§ Exercise
In every item below, rename "Target" to "Object" and leave everything else unchanged.

§ Working data
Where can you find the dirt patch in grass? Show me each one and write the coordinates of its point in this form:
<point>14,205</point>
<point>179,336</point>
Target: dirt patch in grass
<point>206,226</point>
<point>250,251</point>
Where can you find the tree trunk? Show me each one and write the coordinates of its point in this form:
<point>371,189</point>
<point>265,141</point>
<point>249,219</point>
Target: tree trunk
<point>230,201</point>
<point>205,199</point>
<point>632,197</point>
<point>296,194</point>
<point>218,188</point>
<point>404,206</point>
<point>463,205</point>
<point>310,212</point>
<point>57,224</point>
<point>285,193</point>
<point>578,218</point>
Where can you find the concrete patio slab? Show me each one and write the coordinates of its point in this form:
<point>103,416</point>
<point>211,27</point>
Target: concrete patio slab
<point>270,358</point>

§ The answer
Where can you find the dirt patch in grass? Show me each one and write the coordinates of its point in this form:
<point>14,205</point>
<point>179,336</point>
Object: dirt patch in grass
<point>206,226</point>
<point>250,251</point>
Where can you find the tree trunk? Show me each one and write the coordinates of its point in this form:
<point>371,189</point>
<point>265,141</point>
<point>249,219</point>
Object: tree trunk
<point>230,201</point>
<point>205,199</point>
<point>632,197</point>
<point>296,194</point>
<point>218,188</point>
<point>404,206</point>
<point>463,205</point>
<point>310,212</point>
<point>57,224</point>
<point>285,193</point>
<point>578,218</point>
Where can you find the concrete patio slab? Show me each one and write the coordinates of its point in this form:
<point>103,416</point>
<point>211,27</point>
Object: concrete patio slab
<point>270,358</point>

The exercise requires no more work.